§ **Objective A**: Write out the passage on the All-Texas College defensive picks again, starting at "LB: Jordyn Brooks, Texas" and ending at "contender soon enough.", and substitute "second-year player" for "sophomore".

DL: James Lynch, Baylor (Round Rock)

Lynch was the most impactful player in the state in 2019, as evidenced by his player of the year nod. Of course, he also lands on the All-Texas College team. 

DL: Bravvion Roy, Baylor (Spring)

Roy was overshadowed by Lynch at times, but he was as good a defensive tackle as there was in college football this year. The senior posted 56 tackles, 12 tackles for loss, seven quarterback hurries and seven sacks. Those numbers are tremendous for a gap-filling tackle. 

DL: Justin Madubuike, Texas A&M (McKinney North)

Madubuike emerged as a tremendous interior lineman, posting 45 tackles, 11.5 tackles for loss, seven quarterback hurries and 5.5 sacks. He was the primary catalyst behind an Aggies rush defense that ranked top 30 in the nation. 

LB: Jordyn Brooks, Texas Tech (Houston Stratford)

Brooks played his way to becoming one of the two best defensive players in the state of Texas, and helped change the defensive culture at Texas Tech.

LB: Terrel Bernard, Baylor (La Porte)

When Clay Johnston went out – he would have easily made this list if not for his injury – the young Bernard took his game to another level. The sophomore posted 77 tackles, nine tackles for loss and four sacks while leading the Bears to the Big 12 championship game. He’ll be an All-America contender soon enough. 

LB: Garret Wallow, TCU

Wallow was the most productive linebacker in Texas by far. He posted 125 tackles, 18 tackles for loss and 3.5 sacks while serving as the consistent centerpiece of TCU’s front seven. 

LB: Bryan London II, Texas State (Converse Randolph)

London capped off his legendary career with another strong season. He led the team with 118 yards, six tackles for loss and his first career interception against Texas A&M. 

DB: Douglas Coleman, Texas Tech

Coleman went from part-time nickel starter to dynamic safety in one offseason. He finished second in the nation with eight interceptions and added 63 tackles and a pair of pass breakups for an improved Tech defense.

DB: Trevon Moehrig, TCU (Spring Branch)

Moehrig quietly had a great season at safety. He posted 62 tackles, 11 pass breakups and four interceptions for the Horned Frogs in the defensive backfield. He finished second on the team in tackles, only behind Wallow. 

DB: Jameson Houston, Baylor (Austin St. Michael’s Academy)

Houston quietly emerged as Baylor’s top corner during a standout senior year. He helped limit Jalen Reagor to eight yards, Tylan Wallace to 69 yards and Texas to 200 total passing yards.

§ **Objective B**: Identify each row that contains the word "lavender" and copy every such line in full.

§ **Dataset content**:
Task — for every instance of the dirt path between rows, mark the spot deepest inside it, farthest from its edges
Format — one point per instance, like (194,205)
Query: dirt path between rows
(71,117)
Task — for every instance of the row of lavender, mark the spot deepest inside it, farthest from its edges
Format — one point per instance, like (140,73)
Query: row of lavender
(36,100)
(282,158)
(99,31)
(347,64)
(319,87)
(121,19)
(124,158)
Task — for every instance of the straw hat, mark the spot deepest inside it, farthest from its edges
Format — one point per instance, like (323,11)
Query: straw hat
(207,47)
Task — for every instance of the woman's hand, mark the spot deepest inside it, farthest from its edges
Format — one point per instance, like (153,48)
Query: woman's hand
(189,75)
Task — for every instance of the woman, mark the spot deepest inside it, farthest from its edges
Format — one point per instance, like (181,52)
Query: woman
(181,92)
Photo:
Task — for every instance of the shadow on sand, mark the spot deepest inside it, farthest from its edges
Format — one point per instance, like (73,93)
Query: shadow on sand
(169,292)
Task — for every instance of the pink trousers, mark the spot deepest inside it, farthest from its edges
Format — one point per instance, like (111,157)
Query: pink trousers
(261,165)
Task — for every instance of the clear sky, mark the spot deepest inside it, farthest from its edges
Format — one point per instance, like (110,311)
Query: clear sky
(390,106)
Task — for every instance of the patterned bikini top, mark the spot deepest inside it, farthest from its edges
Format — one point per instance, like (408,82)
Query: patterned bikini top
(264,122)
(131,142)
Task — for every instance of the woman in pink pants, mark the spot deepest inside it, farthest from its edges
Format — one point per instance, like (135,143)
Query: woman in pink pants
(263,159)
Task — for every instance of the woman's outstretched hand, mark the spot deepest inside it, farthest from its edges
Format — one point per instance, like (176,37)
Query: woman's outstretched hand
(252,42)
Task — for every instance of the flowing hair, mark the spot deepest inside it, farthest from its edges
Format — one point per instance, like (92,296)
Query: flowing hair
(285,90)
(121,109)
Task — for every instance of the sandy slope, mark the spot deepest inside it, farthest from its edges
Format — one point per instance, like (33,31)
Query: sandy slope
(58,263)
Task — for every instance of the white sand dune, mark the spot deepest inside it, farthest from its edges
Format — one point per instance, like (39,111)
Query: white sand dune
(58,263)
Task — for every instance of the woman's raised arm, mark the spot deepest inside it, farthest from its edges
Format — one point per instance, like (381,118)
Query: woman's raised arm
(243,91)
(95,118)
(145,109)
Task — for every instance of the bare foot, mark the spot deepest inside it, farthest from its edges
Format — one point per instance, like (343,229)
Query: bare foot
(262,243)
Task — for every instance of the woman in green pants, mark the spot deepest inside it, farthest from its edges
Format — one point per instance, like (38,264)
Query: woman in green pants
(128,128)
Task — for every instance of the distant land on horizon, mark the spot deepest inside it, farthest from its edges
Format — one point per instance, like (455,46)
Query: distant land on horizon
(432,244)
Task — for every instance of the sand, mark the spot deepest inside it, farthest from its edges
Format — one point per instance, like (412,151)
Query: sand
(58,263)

§ **Result A**:
LB: Jordyn Brooks, Texas Tech (Houston Stratford)

Brooks played his way to becoming one of the two best defensive players in the state of Texas, and helped change the defensive culture at Texas Tech.

LB: Terrel Bernard, Baylor (La Porte)

When Clay Johnston went out – he would have easily made this list if not for his injury – the young Bernard took his game to another level. The second-year player posted 77 tackles, nine tackles for loss and four sacks while leading the Bears to the Big 12 championship game. He’ll be an All-America contender soon enough.

§ **Result B**:
Task — for every instance of the row of lavender, mark the spot deepest inside it, farthest from its edges
Query: row of lavender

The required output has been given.